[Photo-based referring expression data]
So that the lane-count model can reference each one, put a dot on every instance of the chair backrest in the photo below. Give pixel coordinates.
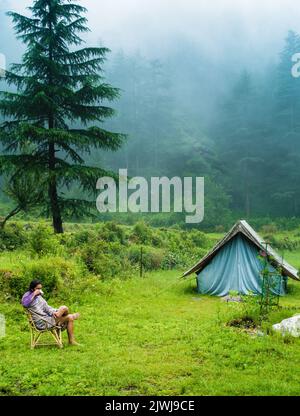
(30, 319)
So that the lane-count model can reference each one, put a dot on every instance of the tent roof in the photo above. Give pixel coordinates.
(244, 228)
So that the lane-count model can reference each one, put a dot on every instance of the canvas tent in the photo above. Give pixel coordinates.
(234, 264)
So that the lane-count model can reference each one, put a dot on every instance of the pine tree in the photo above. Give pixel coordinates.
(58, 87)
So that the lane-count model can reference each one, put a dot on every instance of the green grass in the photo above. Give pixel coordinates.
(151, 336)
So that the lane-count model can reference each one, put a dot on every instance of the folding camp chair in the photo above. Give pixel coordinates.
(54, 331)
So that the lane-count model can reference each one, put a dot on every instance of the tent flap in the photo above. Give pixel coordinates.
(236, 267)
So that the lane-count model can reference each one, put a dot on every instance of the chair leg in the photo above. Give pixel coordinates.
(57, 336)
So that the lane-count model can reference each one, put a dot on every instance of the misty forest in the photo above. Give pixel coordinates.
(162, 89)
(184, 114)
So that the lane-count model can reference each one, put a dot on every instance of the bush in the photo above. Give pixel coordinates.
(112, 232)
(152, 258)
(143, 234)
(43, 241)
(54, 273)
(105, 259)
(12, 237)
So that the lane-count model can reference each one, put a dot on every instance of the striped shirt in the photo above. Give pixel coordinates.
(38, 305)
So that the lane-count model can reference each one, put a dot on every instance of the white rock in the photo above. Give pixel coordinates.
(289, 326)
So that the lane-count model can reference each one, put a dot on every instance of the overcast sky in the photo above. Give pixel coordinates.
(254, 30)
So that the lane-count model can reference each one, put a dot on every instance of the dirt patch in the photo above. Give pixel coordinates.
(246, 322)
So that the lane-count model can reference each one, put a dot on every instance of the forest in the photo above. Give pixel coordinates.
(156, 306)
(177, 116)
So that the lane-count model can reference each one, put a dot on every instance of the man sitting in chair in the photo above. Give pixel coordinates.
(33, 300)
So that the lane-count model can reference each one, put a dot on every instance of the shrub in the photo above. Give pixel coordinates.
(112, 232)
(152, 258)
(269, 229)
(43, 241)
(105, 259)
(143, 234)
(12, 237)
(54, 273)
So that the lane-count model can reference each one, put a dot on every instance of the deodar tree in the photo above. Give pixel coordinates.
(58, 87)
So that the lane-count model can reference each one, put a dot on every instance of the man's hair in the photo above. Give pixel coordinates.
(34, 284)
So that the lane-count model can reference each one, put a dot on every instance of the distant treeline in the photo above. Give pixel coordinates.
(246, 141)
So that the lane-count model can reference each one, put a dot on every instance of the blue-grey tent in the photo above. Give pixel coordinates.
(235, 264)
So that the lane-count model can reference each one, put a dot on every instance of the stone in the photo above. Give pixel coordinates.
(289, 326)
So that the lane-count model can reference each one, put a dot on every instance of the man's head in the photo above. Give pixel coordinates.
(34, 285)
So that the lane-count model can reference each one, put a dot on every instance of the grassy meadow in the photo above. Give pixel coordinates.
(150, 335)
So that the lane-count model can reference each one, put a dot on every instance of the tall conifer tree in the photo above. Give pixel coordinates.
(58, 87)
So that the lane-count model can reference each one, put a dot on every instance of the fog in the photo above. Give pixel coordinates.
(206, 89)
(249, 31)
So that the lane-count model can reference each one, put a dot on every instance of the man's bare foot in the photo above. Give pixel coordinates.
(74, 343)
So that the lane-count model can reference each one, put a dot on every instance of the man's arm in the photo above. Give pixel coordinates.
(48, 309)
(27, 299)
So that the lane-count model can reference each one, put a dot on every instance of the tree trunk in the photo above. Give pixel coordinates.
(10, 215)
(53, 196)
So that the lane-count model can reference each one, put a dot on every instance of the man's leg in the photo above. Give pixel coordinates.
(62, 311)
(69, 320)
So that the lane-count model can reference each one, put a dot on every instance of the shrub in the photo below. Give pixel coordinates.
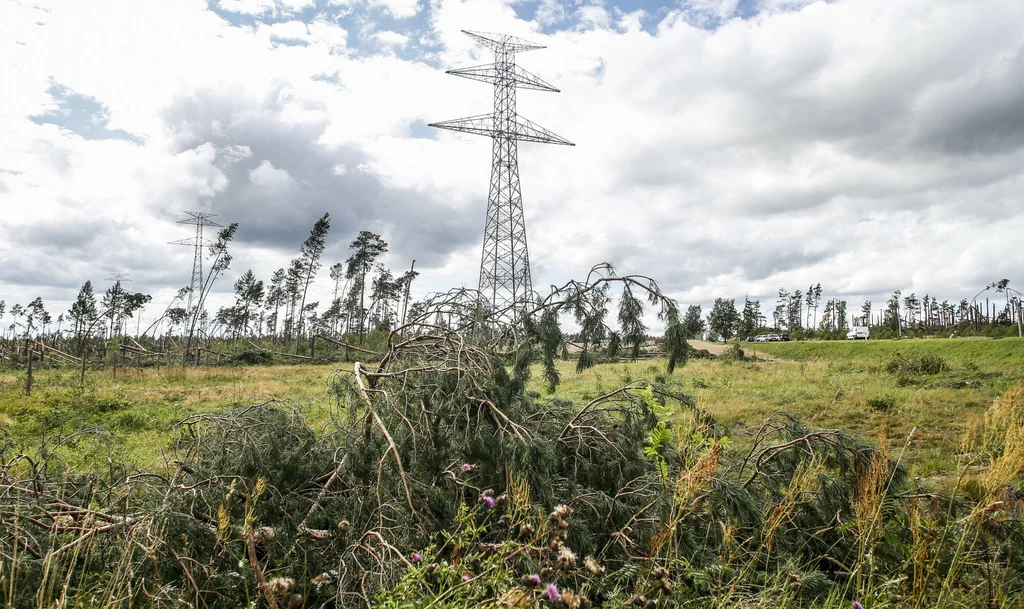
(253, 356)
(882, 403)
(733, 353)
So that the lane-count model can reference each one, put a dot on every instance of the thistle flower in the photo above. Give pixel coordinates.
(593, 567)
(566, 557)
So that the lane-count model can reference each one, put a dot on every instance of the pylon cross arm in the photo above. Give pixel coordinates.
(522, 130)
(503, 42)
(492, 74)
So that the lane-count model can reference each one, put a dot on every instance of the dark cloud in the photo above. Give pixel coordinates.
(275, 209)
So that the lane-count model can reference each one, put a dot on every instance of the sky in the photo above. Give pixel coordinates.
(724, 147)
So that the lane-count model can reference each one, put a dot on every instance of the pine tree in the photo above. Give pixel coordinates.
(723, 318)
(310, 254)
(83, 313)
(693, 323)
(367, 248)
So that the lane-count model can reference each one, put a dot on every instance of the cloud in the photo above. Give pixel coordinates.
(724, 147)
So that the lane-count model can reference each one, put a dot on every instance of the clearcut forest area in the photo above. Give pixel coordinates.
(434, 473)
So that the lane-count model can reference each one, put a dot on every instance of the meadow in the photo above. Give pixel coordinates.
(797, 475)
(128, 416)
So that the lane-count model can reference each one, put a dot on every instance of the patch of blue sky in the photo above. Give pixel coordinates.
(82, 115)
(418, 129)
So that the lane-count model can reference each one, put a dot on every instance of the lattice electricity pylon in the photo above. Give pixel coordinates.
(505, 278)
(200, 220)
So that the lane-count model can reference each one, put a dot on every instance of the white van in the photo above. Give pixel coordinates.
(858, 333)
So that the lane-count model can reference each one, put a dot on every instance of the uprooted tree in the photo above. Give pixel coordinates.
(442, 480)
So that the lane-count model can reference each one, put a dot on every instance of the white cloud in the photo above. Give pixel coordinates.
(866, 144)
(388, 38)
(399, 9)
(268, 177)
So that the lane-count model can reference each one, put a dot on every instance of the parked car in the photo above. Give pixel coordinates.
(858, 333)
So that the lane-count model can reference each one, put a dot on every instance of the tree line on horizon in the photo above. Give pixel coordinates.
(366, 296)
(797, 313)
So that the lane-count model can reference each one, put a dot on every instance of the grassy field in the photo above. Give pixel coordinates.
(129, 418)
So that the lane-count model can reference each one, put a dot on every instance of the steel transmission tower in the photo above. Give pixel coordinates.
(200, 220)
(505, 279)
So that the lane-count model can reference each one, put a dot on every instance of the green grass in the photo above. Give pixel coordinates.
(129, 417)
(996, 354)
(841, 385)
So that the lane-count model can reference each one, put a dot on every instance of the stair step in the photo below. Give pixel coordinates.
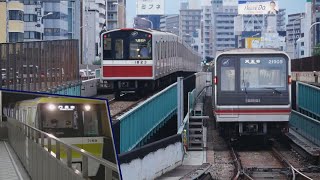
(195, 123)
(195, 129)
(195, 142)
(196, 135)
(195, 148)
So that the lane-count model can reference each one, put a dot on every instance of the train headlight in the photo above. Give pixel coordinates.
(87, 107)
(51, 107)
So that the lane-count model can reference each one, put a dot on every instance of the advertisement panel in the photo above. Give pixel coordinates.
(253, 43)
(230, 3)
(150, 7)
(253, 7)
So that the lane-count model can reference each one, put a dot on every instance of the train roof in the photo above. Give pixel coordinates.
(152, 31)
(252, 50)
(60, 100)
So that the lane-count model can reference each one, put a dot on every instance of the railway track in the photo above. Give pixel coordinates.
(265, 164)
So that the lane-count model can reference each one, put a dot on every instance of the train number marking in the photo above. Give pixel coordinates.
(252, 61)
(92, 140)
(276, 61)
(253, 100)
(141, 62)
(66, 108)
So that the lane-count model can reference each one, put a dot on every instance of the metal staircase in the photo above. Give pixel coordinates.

#### [Task directions]
From top to bottom, restate the records above exactly and omit every picture.

#### [Output below]
So that the lane-count model can reference each one, put a dot on every instance of the chair backrest in the photo below. Give pixel coordinates.
(30, 319)
So that the lane-count model can reference each one, put a dot on every instance of the tent roof in the photo above. Give pixel coordinates.
(244, 228)
So that the lane-count model can reference each one, put a dot on every instance of the canvas tent in the photo above. Give pixel coordinates.
(234, 264)
So that the lane-count model can reference each one, put a dot on every instance of the pine tree in the photo above. Give pixel coordinates.
(58, 87)
So that the lane-count model can reference each one, put a dot on every instance of the green grass in the photo above. Give pixel coordinates.
(151, 336)
So that the lane-count model can reference each one, put a dot on every instance of the folding camp chair in the photo above. Give pixel coordinates.
(54, 331)
So that the lane-count model can reference each one, put a dot on every instance of the tent flap in the photo above. Give pixel coordinates.
(236, 267)
So that the lane-count model can reference each one, put a dot on every instance of the chair leg in the photo above. Give pixel coordinates.
(57, 336)
So that the lane-count model can reference each one, put a dot on every instance of the misty forest in the photo above. Give pixel coordinates.
(162, 89)
(184, 114)
So that the lane-count model can reference each one, put a dot on every instance of the bush in the photo above. Give pixel coordinates.
(112, 232)
(152, 258)
(143, 234)
(43, 241)
(54, 273)
(105, 259)
(12, 237)
So that the lane-count model can reference each one, put a dot on every instance of the striped shirt in the photo above. Give pixel coordinates.
(38, 305)
So that the lane-count model can reference each one, put a dot on every instance of the white rock in the photo above. Give pixel coordinates.
(289, 326)
So that the lane-count model can reference each one, put a dot on every instance of the overcast sky in the photo above. Give pixel coordinates.
(254, 30)
So that the lane-count model can reference each one, put a dot on every instance of the dirt patch in the photo above. Give pixel coordinates.
(246, 322)
So that the lane-count model can reference each one, put a dot on every instance of the forest in the photo above. Give pixel coordinates.
(156, 306)
(177, 116)
So that the lane-count model can reference each one, put a dot on every instance of the man sitting in chair in the photo above. Give pixel coordinates.
(33, 300)
So that the lane-count model can reference each one, put a dot on every instance of the shrub in the photo above. Give pixel coordinates.
(112, 232)
(152, 258)
(269, 229)
(43, 241)
(105, 259)
(143, 234)
(12, 237)
(54, 273)
So that the lane-count model can reference each one, put a dot on every instance of the deodar tree in the photo above. Give pixel coordinates.
(58, 87)
So that the lane-count model can reference each one, put a dot on every instance of the man's hair in the photo above. Give pixel coordinates.
(34, 284)
So that the lane-count model can reference each one, put a dot on every instance of the distant treeline in the photo above. Give pixel coordinates.
(246, 141)
So that the lane-count model can reference each one, put a dot on every instance of the blue-grey tent in the photo above. Give pixel coordinates.
(235, 264)
So that the lane-count model can reference each one, put a dot on every instance of the stone in the photo above. Give pixel coordinates.
(289, 326)
So that the lane-count model can reference each one, put a dot on every instance of the man's head in the photo above. Give pixel coordinates.
(34, 285)
So that the lane-count model can reference each one, put a dot on every instance of the grassy meadow in the photo above. Give pixel coordinates.
(150, 335)
So that the lane-count model can reference each one, put a dot on every instance of the tall conifer tree in the photo above. Give pixel coordinates.
(58, 87)
So that the lane-count model can reference each one, put a dot on every instance of the fog in the photo above. Give pixel coordinates.
(206, 89)
(249, 31)
So that the lane-count model can reference each one, put a dot on every instance of the man's bare foot in the photo above. Give pixel coordinates.
(74, 343)
So that the lane-count model can reference each one, put a dot on every instance of the man's arm in the photo above. Give pixel coordinates.
(48, 309)
(27, 299)
So that the lane-count model can reference each one, put a dot on every instance of the tree trunk in the photo above. Give pixel coordinates.
(10, 215)
(53, 196)
So that the lane-count model can reference each one, put a dot on every instance of the man's leg in the photo above. Give pixel coordinates.
(62, 311)
(69, 320)
So that the lane-count model can reference each one, put a dot on every instance of the shrub in the photo below. Give pixel coordinates.
(253, 356)
(882, 403)
(733, 353)
So that the lane-count model can reference each one, put a dot on every instance of the thistle flower in the photo above. Give pixel coordinates.
(593, 567)
(566, 557)
So that the lane-count model can reference each one, put a dot on every instance of the pylon cross arm in the photo above. Give pixel coordinates.
(522, 130)
(503, 42)
(492, 74)
So that the lane-count model can reference each one, put a dot on every instance of the dark cloud in the photo above. Give pixel coordinates.
(275, 209)
So that the lane-count model can reference each one, put a dot on every instance of the sky in the photo above. Give pixel coordinates.
(724, 147)
So that the lane-count model can reference each one, put a dot on every instance of the pine tree in the photo above. Give pixel coordinates.
(723, 318)
(310, 254)
(83, 313)
(693, 323)
(367, 248)
So that the lane-count model can reference each one, put a dot on every instance of the cloud in the photo above. Give pixel coordinates.
(724, 147)
So that the lane-count model can reference each one, put a dot on every instance of the clearcut forest area in the photo above. Give pixel coordinates.
(434, 473)
So that the lane-count model can reference each one, put a dot on every instance of the meadow in the photo above. Give pixel coordinates.
(797, 475)
(128, 416)
So that the lane-count model can reference each one, put a dot on every instance of the patch of blue sky in the photo above. Give pixel coordinates.
(82, 115)
(418, 129)
So that the lane-count model can reference each one, put a dot on every instance of the lattice electricity pylon in the photo above. Give pixel coordinates.
(505, 278)
(200, 220)
So that the lane-count model can reference each one, put a dot on every instance of the white van in the photo above. Give pixel coordinates.
(858, 333)
So that the lane-count model can reference each one, put a dot on every instance of the uprooted tree in the photo above. Give pixel coordinates.
(442, 480)
So that the lane-count model can reference each one, put a dot on every instance of the white cloud in the photo above. Give pixel coordinates.
(866, 144)
(388, 38)
(399, 9)
(268, 177)
So that the lane-count model can reference each one, put a dot on every instance of the parked car in the photo above. Give pixel coordinates.
(858, 333)
So that the lane-count model can reference each one, put a dot on every instance of the tree line on horizon in the photo above. Give pixel coordinates.
(366, 296)
(797, 313)
So that the lane-count model can reference each one, put a dot on every instance of the grassy field in the photo above. Give pixel coordinates.
(129, 418)
So that the lane-count model can reference each one, put a dot on every instance of the steel transmission tower in the photo above. Give pixel coordinates.
(200, 220)
(505, 279)
So that the lane-count model can reference each one, put a dot on every instance of the green grass in the photo above. Give pixel coordinates.
(129, 417)
(996, 354)
(841, 385)
So that the lane-count model can reference each one, put a dot on every instance of the stair step in the photo below. Give pixel coordinates.
(195, 123)
(195, 129)
(195, 142)
(196, 135)
(195, 148)
So that the lane-count model can reference each one, put a dot on every instance of the train headlight in the photo above. Give pixel coordinates.
(87, 107)
(51, 107)
So that the lane-count model can reference each one, put a dot on every instance of the advertisement panel in the photo above. Give pixel coordinates.
(253, 43)
(230, 3)
(150, 7)
(253, 7)
So that the lane-count model can reference each one, put a dot on every instance of the train roof in the photo above. Give pixel coordinates.
(152, 31)
(252, 50)
(60, 100)
So that the lane-count model can reference each one, put a dot on every instance of the railway track in the photo above. Give pixel coordinates.
(265, 164)
So that the lane-count model can reference each one, put a dot on every instance of the train number marking in the photo above. Give pixel coordinates.
(252, 61)
(92, 140)
(276, 61)
(253, 100)
(141, 62)
(66, 108)
So that the lane-count model can reference each one, put a dot on every instance of the metal staircase in the photo above. Give pixel coordinates.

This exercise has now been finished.